▶ **GIVEN INSTRUCTION 1**
In the SNES audio streaming thread, at what rate does the VBlank run on a PAL SNES?
▶ **GIVEN INSTRUCTION 2**
Please carry the SNES audio streaming thread forward from its last sentence.

>> START SOURCE EXTRACT

News:

11 March 2016 - Forum Rules

Main Menu

SNES Audio Streaming code

Started by gauveldt, April 01, 2014, 10:07:47 AM

Previous topic - Next topic

Bregalad

QuoteHow does a PAL SNES change in the SPC?
Are the timers or pitch-to-sample-rate any different?
As far I know the response to those 2 questions are respectively : Nothing, No.

However, the VBlank runs at 50Hz and the CPU runs at a different pace. This effectively change the CPU Cycle / SPC cycle ratio, which itself varies slightly between consoles of the same region.

gauveldt

#21
Quote from: Bregalad on April 13, 2014, 02:44:08 PM
As far I know the response to those 2 questions are respectively : Nothing, No.

However, the VBlank runs at 50Hz and the CPU runs at a different pace. This effectively change the CPU Cycle / SPC cycle ratio, which itself varies slightly between consoles of the same region.
Actually I traced through the transfer slice routine once in a debugger recently and even my highly optimized loop in the SPC to accept data from the SNES had lots of spinning (12-13 times per pass leading to 2664-2886 spins roughly by the time an entire slice transfers some of thrse spins being burned every 32k when the ROM crosses a bank boundary to advance the bank) through - cmp $40 : bne - ;(D=2100) so I think a PAL SNES would just burn a few of those up first before the routine were to actually slow down.

one pass of writes looks like this now on the SPC side:

                    -   -- cmp x,$f7 : bne --       ; wait for nonce
                        ; *-*-*-*
                        mov  a,$f4                  ; get first byte
                        mov  (bufWrPtr)+y,a : inc y ; store 1st byte
                        mov   a,$f5
                        mov  (bufWrPtr)+y,a : inc y ; store 2nd byte
                        mov   a,$f6
                        mov  (bufWrPtr)+y,a         ; store 3rd byte
                        mov   $f4,x                 ; acknowledge (ASAP)
                        ; -*-*-*-
                        inc   y
                        inc   x                     ; ready for next write
                        cmp   x,#86                 ; check for done (255 bytes is max we can index)
                    bne -

12 spins through - cmp $40 : bne - occur on SNES side between *-*-*-* and -*-*-*-
I unroll this to advance bufWrPtr+1 at the passes where Y wraps from $ff to $00.  I also unroll it to do an or on the brr header (x pass 221/223) so I can conditionally set the value before the first pass so it may be set to 3 (otherwise 0) when the slice is going to write the last brr in the ring buffer (the 3 is to turn on LOOP+END in the brr header byte).  There's a bit of time at the end since the SPC's is also spinning a few times at -   -- cmp x,$f7 : bne --       ; wait for nonce every pass.

I might be able to use a couple of slave BufWrPtr's (offset by 1 and 2 from the master) to move the two inc y instructions outside the *-*-*-* and -*-*-*- part.

If I ever make an SPC driver intended to do the audio slice transfer operation via HDMA to 2140-2143 a PAL SNES would require different cycle timing in the unrolled loop doing the transfer.

All those spins are bothering me though since another vblank is occuring mid transfer and it was intended to stay in the time between two vblanks.

>> END SOURCE EXTRACT
>> START DATASET EXCERPTS

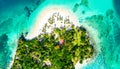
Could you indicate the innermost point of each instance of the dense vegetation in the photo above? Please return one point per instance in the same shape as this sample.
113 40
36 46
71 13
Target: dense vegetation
60 49
46 51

>> END DATASET EXCERPTS

▶ **TASK RESULT 1**
50Hz.

▶ **TASK RESULT 2**
That SPC loop needs to speed up greatly or it has no chance of keeping up to HDMA.  I think it will need to be fully unrolled in that case.

April 15, 2014, 03:53:25 AM - (Auto Merged - Double Posts are not allowed before 7 days.)

Source to SNES Audio streaming code 2014.04.19 (updated 2014.04.19 19:30 PST) -- moved to github 2015.08.13

There it is for anyone that wants to play around with it or try it on real hardware.
This version includes a funky VU bar that won't work in ZSNES (ZSNES reports DSP OUTX registers as 00).

I don't have real hardware to test this on so I've coded the timer target's to keep in sync with BSnes/Higan which I believe is the more accurate of the emulators I test with.  (It assumes target=4 makes stage 2 count as 0,1,2,3,*0,1,2,3,*0,1...  where * are advances of the 4-bit stage 3 counter.  This assumption causes overflow in Geiger9X and underflow in ZSNES).  If someone tests this on real hardware, please report the result and hopefully prove Anomie's APU docs correct.

1. Stick the audio (INCBIN) into the ROM image from file offset $008000.
2. Pad the brr audio file to a multiple of 9*32768 (9 banks, $048000).
3. Set AUDBANK_HI appropriately: A 9-bank brr would be AUDBANK_LO=$01, AUDBANK_HI=$0A

The source uses the SA-1 MMC registers to bank the first 1-2MB of ROM to 00-3f, 3-4 of RAM to 80-bf and 5-8MB to c0-ff.
The audio code will play into the $c0 region but I have some issue trying to loop back correctly to AUDBANK_LO (the issue is with getting a proper multiple of 9 so brr chunks aren't mismatched).  Someone who fixes this please let me know :)  Thanks.

I've tried to unroll the SPC code a bit to make the SNES spin less in the transfer code but it's still doing 10-11 spins per pass during transfer (got it down from 12-13 tho).  In theory it'll spin less in PAL since the S-CPU is running slower relative to the SPC's code.

Assembled with Asar.
Sample build batchfile included.

Known issue:
A utility like IpsAndSum may be needed to correct the ROM header checksum.

I haven't included any audio files due to the same taboos as asking for ROMs in the forums. :P

Bregalad

#22
I managed to compile and test it on emulation, but my PowerPak doesn't like the ROM, it complains about the lack of a header. However I think the problem is that you specified usage of the SA-1 chip in the header, which makes it incompatible with the Power Pak.

Can't you make a version without the SA-1 chip, so I can test that on my Power Pak ?

EDIT

Ok I changed the header on my own, so it is $20, $00, $0b, $07, $01, $01, .... (simple LoROM, ROM only cartridge)

However the Power Pak still complains that it doesn't find the header at $7fc0 when it's here obviously... I don't understand :(

gauveldt

#23
Quote from: Bregalad on April 17, 2014, 05:35:07 PM
I managed to compile and test it on emulation, but my PowerPak doesn't like the ROM, it complains about the lack of a header. However I think the problem is that you specified usage of the SA-1 chip in the header, which makes it incompatible with the Power Pak.

Can't you make a version without the SA-1 chip, so I can test that on my Power Pak ?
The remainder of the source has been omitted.